**WHAT IS BEING ASKED:** Reproduce every record exactly as written.
--*--
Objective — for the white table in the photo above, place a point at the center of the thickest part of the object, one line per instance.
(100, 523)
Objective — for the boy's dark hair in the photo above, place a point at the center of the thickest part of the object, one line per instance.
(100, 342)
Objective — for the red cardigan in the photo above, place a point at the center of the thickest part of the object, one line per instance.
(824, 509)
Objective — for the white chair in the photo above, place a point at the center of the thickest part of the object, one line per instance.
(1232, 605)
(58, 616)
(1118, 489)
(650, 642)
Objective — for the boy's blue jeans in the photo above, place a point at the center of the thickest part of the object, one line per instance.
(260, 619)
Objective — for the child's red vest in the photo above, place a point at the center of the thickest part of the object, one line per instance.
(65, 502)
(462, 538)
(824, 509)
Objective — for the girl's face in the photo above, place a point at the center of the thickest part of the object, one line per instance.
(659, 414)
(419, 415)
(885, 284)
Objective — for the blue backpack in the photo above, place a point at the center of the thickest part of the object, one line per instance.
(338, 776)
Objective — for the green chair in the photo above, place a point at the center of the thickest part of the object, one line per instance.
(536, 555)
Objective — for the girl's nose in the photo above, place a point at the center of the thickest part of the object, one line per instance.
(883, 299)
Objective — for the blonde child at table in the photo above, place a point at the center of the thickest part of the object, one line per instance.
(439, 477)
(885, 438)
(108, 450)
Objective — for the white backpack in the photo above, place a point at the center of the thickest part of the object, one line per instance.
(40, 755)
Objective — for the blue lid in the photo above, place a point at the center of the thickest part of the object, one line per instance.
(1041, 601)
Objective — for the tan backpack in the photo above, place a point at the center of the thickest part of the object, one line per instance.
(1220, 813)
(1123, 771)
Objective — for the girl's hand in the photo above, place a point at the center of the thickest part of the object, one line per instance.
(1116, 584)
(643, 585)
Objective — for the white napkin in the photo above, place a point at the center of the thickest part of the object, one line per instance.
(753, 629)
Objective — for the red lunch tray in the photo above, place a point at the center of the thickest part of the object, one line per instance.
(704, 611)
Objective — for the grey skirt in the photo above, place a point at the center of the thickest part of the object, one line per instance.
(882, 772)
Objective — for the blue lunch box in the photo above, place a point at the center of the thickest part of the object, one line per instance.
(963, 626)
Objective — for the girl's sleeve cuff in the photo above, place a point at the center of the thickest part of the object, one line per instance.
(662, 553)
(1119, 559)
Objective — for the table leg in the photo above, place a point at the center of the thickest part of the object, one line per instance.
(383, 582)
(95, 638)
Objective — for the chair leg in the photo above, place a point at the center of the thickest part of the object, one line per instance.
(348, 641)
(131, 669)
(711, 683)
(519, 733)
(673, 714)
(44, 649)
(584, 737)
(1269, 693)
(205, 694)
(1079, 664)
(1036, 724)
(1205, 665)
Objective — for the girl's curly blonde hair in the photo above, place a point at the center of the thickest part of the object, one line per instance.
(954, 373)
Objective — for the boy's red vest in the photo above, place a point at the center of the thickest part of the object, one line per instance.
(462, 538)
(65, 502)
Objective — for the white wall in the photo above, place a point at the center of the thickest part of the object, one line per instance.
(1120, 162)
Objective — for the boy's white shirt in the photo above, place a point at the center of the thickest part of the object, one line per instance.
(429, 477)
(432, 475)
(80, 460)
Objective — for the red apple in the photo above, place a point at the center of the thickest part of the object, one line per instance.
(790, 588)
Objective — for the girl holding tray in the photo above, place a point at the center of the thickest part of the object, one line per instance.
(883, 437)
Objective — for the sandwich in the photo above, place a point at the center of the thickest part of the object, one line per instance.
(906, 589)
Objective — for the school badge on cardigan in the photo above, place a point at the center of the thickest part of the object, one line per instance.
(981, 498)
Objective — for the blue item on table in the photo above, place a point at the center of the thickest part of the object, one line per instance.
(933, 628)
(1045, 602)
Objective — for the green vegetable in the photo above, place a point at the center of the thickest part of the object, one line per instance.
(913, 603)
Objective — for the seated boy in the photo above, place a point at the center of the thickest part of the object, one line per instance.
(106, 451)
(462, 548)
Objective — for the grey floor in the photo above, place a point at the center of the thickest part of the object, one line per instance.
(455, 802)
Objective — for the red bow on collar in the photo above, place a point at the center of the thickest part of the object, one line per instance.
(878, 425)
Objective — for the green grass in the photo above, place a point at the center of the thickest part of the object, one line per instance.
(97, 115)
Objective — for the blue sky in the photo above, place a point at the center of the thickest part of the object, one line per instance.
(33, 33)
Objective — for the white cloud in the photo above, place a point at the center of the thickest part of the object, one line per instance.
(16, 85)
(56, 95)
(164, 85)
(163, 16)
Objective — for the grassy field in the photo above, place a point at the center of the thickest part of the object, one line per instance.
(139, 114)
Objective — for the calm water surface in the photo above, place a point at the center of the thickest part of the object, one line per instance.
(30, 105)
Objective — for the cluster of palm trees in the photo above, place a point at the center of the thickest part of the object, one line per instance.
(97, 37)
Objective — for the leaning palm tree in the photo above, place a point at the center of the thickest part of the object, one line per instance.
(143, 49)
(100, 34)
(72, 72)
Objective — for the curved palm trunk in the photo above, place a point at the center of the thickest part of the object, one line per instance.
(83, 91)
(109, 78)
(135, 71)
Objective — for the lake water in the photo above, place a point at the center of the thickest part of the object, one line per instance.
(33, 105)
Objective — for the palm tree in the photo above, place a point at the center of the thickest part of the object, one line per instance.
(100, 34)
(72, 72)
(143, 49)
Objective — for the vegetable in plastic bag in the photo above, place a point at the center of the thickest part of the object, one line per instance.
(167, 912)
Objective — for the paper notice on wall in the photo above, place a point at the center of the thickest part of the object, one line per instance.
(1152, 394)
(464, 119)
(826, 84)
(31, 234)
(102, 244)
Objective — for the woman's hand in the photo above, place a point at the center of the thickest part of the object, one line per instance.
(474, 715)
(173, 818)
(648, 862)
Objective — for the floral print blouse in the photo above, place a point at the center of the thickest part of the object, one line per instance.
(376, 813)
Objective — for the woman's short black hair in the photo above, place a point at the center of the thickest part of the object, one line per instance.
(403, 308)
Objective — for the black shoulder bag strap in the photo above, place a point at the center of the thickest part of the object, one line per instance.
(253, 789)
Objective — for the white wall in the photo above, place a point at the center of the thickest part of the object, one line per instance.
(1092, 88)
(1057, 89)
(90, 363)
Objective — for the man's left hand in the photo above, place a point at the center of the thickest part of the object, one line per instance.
--*--
**SOLVED EXERCISE:**
Objective — for the white table in the photo above, place a point at the center of the thickest part of the object, one line per instance.
(100, 523)
Objective — for the boy's dark hair in the photo above, place a point at the center of the thickest part of the object, one line per instance.
(100, 342)
Objective — for the red cardigan in the photo above, place a point at the center of the thickest part of the object, one line per instance.
(824, 509)
Objective — for the white chair in the photo above, place a point at the center of the thickest part of the object, one line per instance.
(1232, 605)
(58, 616)
(1118, 489)
(650, 642)
Objective — for the boy's blue jeans in the photo above, place a point at the center of the thickest part of the object, one line per instance.
(260, 619)
Objective — for the child's red vest in the photo above, place a point at the center of the thickest part of the object, one line per instance.
(65, 502)
(462, 538)
(824, 509)
Objective — for the girl's face in the photo above, place a point at the center of the thickest part of the object, one line per instance.
(659, 414)
(419, 415)
(885, 284)
Objective — for the blue backpack in the photo above, place a point at the center of the thickest part of the object, one line per instance.
(338, 776)
Objective — for the green chair in the photo above, place a point at the center of the thickest part of the object, one line per instance.
(536, 555)
Objective — for the girl's nose in the photo above, place a point at the center of the thickest part of the object, one line per instance.
(883, 299)
Objective — for the blonde child at table in the photo above, place a point at the center of the thickest part of the object, one line per instance.
(439, 477)
(885, 438)
(108, 450)
Objective — for the white backpack in the photo above, place a point at the center of the thickest part of the object, one line per instance.
(40, 755)
Objective — for the blue lid in the photo above, place a point at the center of the thickest part of the object, one line per instance.
(1041, 601)
Objective — for the tan backpack in the photo above, place a point at the center of the thickest part of the object, one line per instance.
(1220, 813)
(1123, 771)
Objective — for the girl's hand in the photo above, place a point at the center of the thickest part of the object, one line per instance.
(1116, 584)
(643, 585)
Objective — for the white napkin in the photo above, place a point at the center of the thickest part of the object, one line per instance.
(753, 629)
Objective — for the red lunch tray in the photo above, place a point at the center of the thickest part of the object, one line per instance.
(704, 611)
Objective — for the grey skirt in the photo above, place a point at the center of the thickest part of the object, one line per instance.
(882, 772)
Objective — for the blue lunch box in the photo above, place a point at the center of the thickest part of the object, one line per instance.
(963, 626)
Objective — for the girl's sleeve cuff in the photo above, place a point at the center of the thickest part of the object, one line per instance.
(662, 553)
(1119, 559)
Objective — for the table leg in the photo above, place a point at the center of the thickest part of the object, one line per instance.
(383, 582)
(95, 638)
Objective — for the chair leg in the photo above, place a point at the center of the thickest part of the object, one line per instance.
(348, 641)
(131, 669)
(711, 683)
(519, 733)
(673, 714)
(44, 649)
(584, 737)
(1269, 693)
(205, 694)
(1079, 664)
(1036, 724)
(1205, 665)
Objective — for the girl's curly blonde hair in the photo above, place a point at the center of the thickest part of the object, one line per instance.
(954, 373)
Objective — for the boy's red vest in the photo above, place a point at the center of the thickest part of the object, one line per instance.
(462, 538)
(65, 502)
Objective — for the white wall in the photo above, place a point at the center of the thickest part of the object, one line per instance.
(1120, 162)
Objective — for the boy's white shirt in the photo above, place a point at the center of the thickest part of the object, one line per instance.
(429, 477)
(432, 475)
(80, 460)
Objective — for the red apple in the photo above, place a point at the center of the thickest part of the object, one line per instance.
(790, 588)
Objective — for the girl holding tray in the photo above, place a point at the center of the thickest part of the object, one line per instance.
(883, 437)
Objective — for the sandwich in the photo above, place a point at the center of the thickest part of the object, one line per instance.
(906, 589)
Objective — for the school badge on cardigan in the photo above, place a point at the center of the thickest part of the object, one line per instance.
(981, 498)
Objective — for the blue item on table in the photo above, place a point at the center of the thickest part of the object, one line per instance.
(933, 628)
(1045, 602)
Objective — for the green vegetable in the photo above, place a point at the center of the thickest part of the object, one line per instance.
(913, 603)
Objective — for the seated boy in the photo above, place a point at the center of the thickest part of the object, one line per instance.
(106, 451)
(462, 548)
Objective — for the grey floor in the photo above, place a point at the center of the thickest part of the object, one line per instance.
(455, 802)
Objective — for the red bow on collar in the photo above, place a point at the center of the thickest part of the object, one line per instance.
(878, 425)
Objective — for the green grass in the photo above, place a point at the center of the thickest part of the object, one line per instance.
(97, 115)
Objective — for the blue sky in the photo above, place a point at the center of the thickest part of the object, one line per instance.
(33, 33)
Objective — for the white cloud in the photo above, place a point at the center of the thickest part of the object, one line per instance.
(16, 85)
(56, 95)
(164, 85)
(163, 16)
Objective — for the grassy field in the photo above, place a point at the center of the thickest part of the object, one line per instance.
(139, 114)
Objective — for the calm water surface in the photo above, place a point at the center of the thickest part of the object, one line per instance.
(30, 105)
Objective — for the cluster of palm trees in the photo above, place a point at the center of the thickest part of the object, one line per instance.
(97, 37)
Objective — for the leaning palm tree in the photo above, place a point at the center of the thickest part of the object, one line per instance.
(143, 49)
(100, 34)
(72, 72)
Objective — for the curved palm trunk in the photo above, place a point at the center of the thickest part of the object, one line per instance.
(83, 91)
(109, 78)
(135, 71)
Objective — for the lake water in the photo above, place a point at the center of the thickest part of the object, one line per instance.
(33, 105)
Objective — for the palm tree in the photo above, place a point at the center of the thickest part of the object, one line per instance.
(100, 34)
(72, 72)
(143, 49)
Objective — for the vegetable in plastic bag in the photo above, place a point at the center of the thickest part of the object, one line per instance.
(167, 912)
Objective — for the paper notice on wall in the photo above, place a point at the center of the thickest part of the object, one line per instance.
(1152, 394)
(464, 119)
(826, 84)
(31, 234)
(102, 244)
Objective — for the woman's hand in the photo above, place a point at the center of the thickest part of the object, one line per instance.
(474, 715)
(173, 818)
(648, 862)
Objective — for the floral print blouse in the photo above, place a point at the center of the thickest part of the object, one line per instance.
(376, 813)
Objective — for the woman's short black hair in the photo above, place a point at the center of the thickest part of the object, one line per instance.
(403, 308)
Objective — for the black shoulder bag strap in the photo above, place a point at the center of the thickest part of the object, one line per instance.
(253, 789)
Objective — for the white wall in the photo above, place a point at the center of the thickest part of the object, one line per instance.
(1092, 88)
(1057, 89)
(90, 363)
Objective — for the man's left hand in the photo above, place a point at the center of the thickest part of the object, one line per instance.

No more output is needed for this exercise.